▶ _WHAT IS REQUIRED_
Write out, without changes, the lines from the one containing "with long brown" up to and including the one containing "[672,153,730,396]".

◇ ◇ ◇ ◇ ◇

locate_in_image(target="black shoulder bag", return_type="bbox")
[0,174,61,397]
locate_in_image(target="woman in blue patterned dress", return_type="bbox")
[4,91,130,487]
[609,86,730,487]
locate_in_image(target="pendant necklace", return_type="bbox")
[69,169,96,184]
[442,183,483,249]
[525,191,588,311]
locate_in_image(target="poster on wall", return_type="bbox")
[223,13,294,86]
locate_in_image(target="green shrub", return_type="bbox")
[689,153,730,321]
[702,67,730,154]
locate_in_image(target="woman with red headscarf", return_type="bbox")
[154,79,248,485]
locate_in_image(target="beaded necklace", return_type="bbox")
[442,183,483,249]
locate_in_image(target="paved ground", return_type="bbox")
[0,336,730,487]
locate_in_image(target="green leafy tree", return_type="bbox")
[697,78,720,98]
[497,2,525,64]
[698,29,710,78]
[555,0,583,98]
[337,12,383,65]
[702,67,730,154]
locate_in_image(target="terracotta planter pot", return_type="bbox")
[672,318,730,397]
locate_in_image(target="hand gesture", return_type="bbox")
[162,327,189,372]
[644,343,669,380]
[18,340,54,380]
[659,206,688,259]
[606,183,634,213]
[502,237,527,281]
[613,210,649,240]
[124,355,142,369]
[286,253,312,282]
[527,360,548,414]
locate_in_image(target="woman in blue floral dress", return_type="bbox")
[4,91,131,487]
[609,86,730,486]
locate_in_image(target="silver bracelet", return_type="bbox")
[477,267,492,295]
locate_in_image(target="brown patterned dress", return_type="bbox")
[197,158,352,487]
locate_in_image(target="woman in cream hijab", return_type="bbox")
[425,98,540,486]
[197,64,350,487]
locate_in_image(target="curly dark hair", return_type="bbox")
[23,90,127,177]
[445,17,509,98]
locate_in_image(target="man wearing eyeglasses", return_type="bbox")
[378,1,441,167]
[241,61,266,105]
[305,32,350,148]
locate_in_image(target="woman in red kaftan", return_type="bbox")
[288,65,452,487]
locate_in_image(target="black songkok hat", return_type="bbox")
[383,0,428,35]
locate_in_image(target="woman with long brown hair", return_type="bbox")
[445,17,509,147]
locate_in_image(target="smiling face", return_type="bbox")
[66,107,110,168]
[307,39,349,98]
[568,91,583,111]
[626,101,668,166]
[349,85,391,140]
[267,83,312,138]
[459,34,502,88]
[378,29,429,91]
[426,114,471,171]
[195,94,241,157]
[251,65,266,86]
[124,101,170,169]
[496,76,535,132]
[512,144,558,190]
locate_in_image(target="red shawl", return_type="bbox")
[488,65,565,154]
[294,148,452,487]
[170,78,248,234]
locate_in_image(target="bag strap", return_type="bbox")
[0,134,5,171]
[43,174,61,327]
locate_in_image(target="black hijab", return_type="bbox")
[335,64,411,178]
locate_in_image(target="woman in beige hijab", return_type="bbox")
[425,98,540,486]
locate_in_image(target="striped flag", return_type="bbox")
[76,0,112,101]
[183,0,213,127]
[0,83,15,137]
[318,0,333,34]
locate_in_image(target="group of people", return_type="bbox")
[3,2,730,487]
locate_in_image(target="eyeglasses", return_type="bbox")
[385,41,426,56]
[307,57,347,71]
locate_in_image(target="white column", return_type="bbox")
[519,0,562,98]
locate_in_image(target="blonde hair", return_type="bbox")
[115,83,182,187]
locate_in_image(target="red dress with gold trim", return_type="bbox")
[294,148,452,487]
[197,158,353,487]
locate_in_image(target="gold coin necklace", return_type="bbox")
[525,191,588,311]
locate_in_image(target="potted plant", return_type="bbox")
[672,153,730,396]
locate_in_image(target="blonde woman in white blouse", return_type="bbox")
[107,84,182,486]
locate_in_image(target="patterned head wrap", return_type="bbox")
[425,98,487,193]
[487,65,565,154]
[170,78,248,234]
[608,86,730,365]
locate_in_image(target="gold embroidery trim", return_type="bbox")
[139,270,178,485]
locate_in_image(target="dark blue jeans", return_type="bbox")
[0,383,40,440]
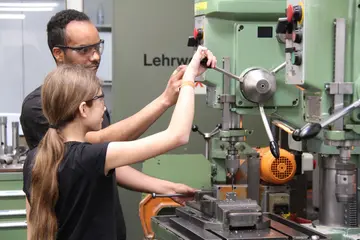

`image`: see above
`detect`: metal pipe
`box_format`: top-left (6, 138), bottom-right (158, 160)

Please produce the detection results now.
top-left (319, 155), bottom-right (345, 227)
top-left (320, 99), bottom-right (360, 127)
top-left (212, 67), bottom-right (241, 81)
top-left (0, 117), bottom-right (7, 155)
top-left (11, 122), bottom-right (20, 155)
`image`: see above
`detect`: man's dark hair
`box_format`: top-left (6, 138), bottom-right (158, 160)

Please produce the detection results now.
top-left (47, 9), bottom-right (90, 52)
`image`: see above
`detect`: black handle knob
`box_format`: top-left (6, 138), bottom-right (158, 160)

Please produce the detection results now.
top-left (292, 123), bottom-right (322, 141)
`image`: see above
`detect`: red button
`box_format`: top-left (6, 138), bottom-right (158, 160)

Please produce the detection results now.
top-left (286, 5), bottom-right (294, 22)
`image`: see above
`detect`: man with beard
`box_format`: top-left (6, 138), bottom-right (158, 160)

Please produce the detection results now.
top-left (20, 9), bottom-right (200, 239)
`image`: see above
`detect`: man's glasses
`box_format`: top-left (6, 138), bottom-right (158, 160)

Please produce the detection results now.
top-left (55, 39), bottom-right (104, 56)
top-left (85, 93), bottom-right (105, 103)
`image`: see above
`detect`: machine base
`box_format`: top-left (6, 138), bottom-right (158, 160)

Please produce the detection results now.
top-left (152, 213), bottom-right (329, 240)
top-left (303, 222), bottom-right (360, 240)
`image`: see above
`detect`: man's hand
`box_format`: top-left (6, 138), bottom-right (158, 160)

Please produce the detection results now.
top-left (168, 183), bottom-right (196, 205)
top-left (162, 65), bottom-right (187, 107)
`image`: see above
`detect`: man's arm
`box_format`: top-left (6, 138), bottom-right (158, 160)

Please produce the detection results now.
top-left (86, 66), bottom-right (185, 143)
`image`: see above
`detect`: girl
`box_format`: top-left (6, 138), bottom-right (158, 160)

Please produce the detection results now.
top-left (24, 47), bottom-right (216, 240)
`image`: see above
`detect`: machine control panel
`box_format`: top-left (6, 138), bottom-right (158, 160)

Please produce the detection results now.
top-left (285, 0), bottom-right (305, 85)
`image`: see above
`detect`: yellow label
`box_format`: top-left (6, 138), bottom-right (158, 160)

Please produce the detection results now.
top-left (195, 2), bottom-right (207, 11)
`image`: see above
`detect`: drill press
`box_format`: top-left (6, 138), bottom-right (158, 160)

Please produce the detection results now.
top-left (148, 0), bottom-right (326, 240)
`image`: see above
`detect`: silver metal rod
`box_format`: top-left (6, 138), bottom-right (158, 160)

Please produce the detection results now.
top-left (271, 62), bottom-right (286, 74)
top-left (272, 119), bottom-right (295, 134)
top-left (259, 104), bottom-right (274, 142)
top-left (222, 57), bottom-right (231, 131)
top-left (334, 18), bottom-right (346, 130)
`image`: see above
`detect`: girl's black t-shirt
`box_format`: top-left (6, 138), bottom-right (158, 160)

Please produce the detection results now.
top-left (23, 142), bottom-right (126, 240)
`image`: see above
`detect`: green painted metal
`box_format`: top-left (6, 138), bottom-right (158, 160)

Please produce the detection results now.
top-left (142, 154), bottom-right (211, 198)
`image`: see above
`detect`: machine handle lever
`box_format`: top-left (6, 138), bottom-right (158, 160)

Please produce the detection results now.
top-left (200, 57), bottom-right (242, 82)
top-left (292, 99), bottom-right (360, 141)
top-left (191, 123), bottom-right (222, 139)
top-left (191, 125), bottom-right (205, 138)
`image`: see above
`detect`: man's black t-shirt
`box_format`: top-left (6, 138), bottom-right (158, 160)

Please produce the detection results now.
top-left (20, 86), bottom-right (110, 149)
top-left (23, 142), bottom-right (126, 240)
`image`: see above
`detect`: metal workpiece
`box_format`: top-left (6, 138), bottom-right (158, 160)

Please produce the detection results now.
top-left (319, 155), bottom-right (358, 227)
top-left (151, 193), bottom-right (189, 198)
top-left (319, 156), bottom-right (345, 227)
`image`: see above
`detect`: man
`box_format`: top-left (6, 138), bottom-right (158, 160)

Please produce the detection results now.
top-left (20, 10), bottom-right (194, 239)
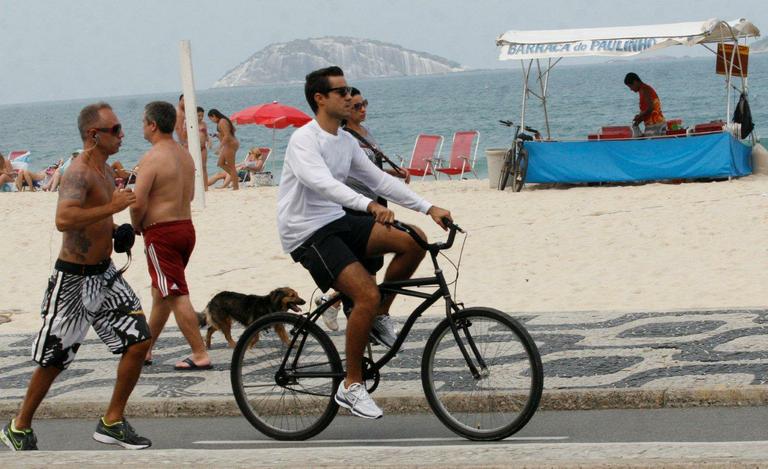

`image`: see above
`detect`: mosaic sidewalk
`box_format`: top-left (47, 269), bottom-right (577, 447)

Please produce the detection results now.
top-left (0, 310), bottom-right (768, 417)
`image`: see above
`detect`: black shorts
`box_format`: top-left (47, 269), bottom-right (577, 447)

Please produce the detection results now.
top-left (291, 211), bottom-right (384, 292)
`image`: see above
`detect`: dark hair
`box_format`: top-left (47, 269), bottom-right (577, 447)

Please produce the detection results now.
top-left (144, 101), bottom-right (176, 134)
top-left (77, 101), bottom-right (112, 141)
top-left (208, 109), bottom-right (235, 135)
top-left (624, 72), bottom-right (643, 85)
top-left (304, 65), bottom-right (344, 114)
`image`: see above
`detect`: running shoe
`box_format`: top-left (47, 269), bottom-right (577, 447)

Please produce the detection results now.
top-left (368, 314), bottom-right (397, 348)
top-left (334, 381), bottom-right (384, 419)
top-left (93, 417), bottom-right (152, 449)
top-left (0, 419), bottom-right (37, 451)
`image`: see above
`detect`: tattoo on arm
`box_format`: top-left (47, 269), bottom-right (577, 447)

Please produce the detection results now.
top-left (59, 172), bottom-right (88, 205)
top-left (64, 230), bottom-right (93, 261)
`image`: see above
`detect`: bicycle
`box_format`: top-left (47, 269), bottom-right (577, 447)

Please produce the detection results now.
top-left (498, 120), bottom-right (540, 192)
top-left (231, 219), bottom-right (544, 441)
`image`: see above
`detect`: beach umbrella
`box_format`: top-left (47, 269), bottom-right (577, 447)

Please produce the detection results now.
top-left (230, 101), bottom-right (312, 129)
top-left (230, 101), bottom-right (312, 172)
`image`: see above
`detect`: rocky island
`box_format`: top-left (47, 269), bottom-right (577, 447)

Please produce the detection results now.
top-left (213, 37), bottom-right (466, 88)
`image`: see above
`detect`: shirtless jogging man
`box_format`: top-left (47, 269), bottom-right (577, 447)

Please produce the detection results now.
top-left (131, 101), bottom-right (211, 370)
top-left (277, 67), bottom-right (450, 418)
top-left (0, 103), bottom-right (152, 451)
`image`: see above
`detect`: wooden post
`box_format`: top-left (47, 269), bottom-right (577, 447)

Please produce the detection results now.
top-left (179, 40), bottom-right (205, 209)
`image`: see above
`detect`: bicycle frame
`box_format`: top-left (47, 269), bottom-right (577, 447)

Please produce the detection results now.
top-left (278, 221), bottom-right (486, 386)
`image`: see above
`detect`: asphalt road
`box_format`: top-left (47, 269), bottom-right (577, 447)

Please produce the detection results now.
top-left (3, 407), bottom-right (768, 450)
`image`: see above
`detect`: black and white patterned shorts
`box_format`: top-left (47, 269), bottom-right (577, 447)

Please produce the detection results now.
top-left (32, 259), bottom-right (150, 370)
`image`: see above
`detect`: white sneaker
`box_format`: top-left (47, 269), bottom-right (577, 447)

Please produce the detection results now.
top-left (315, 295), bottom-right (339, 331)
top-left (334, 381), bottom-right (384, 419)
top-left (369, 314), bottom-right (397, 348)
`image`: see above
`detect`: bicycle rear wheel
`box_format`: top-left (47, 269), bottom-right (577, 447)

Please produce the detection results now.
top-left (421, 308), bottom-right (544, 440)
top-left (230, 313), bottom-right (344, 440)
top-left (512, 147), bottom-right (528, 192)
top-left (498, 148), bottom-right (515, 191)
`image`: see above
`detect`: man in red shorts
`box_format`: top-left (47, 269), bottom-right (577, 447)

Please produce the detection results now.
top-left (131, 101), bottom-right (212, 370)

◇ ◇ ◇ ◇ ◇

▶ _FINISHED ANSWER_
locate_in_image(target="woman with long brown hair", return_type="bbox")
[445,17,509,147]
locate_in_image(target="smiling face", return_type="bbox")
[66,107,110,168]
[307,39,349,98]
[568,91,583,111]
[626,101,668,166]
[349,85,391,140]
[267,83,312,138]
[459,34,502,88]
[378,29,429,91]
[426,114,471,171]
[195,94,241,157]
[251,65,266,86]
[124,101,170,169]
[496,76,535,132]
[512,144,558,190]
locate_in_image(target="red shawl", return_type="bbox")
[488,65,565,154]
[294,148,452,487]
[170,78,248,234]
locate_in_image(target="bag strap", return_type="bbox")
[0,134,5,171]
[43,174,61,327]
locate_in_image(target="black hijab", return_type="bbox")
[335,64,411,178]
locate_in_image(target="woman in beige hijab", return_type="bbox")
[425,98,540,486]
locate_in_image(target="striped flag", return_type="bbox")
[76,0,112,101]
[183,0,213,127]
[0,83,15,137]
[318,0,333,34]
locate_in_image(target="group of people", return_type="bbox")
[3,2,730,487]
locate_in_image(target="eyeglasses", return_type="bbox")
[385,41,426,56]
[307,57,347,71]
locate_in_image(target="white column", return_type="bbox")
[519,0,562,98]
locate_in_image(target="blonde hair", return_type="bbox")
[115,83,182,187]
locate_in_image(target="red dress with gold trim", return_type="bbox")
[294,148,452,487]
[197,158,353,487]
locate_in_image(target="gold coin necklace", return_type="bbox")
[525,191,588,311]
locate_in_image(target="potted plant", return_type="bbox")
[672,153,730,396]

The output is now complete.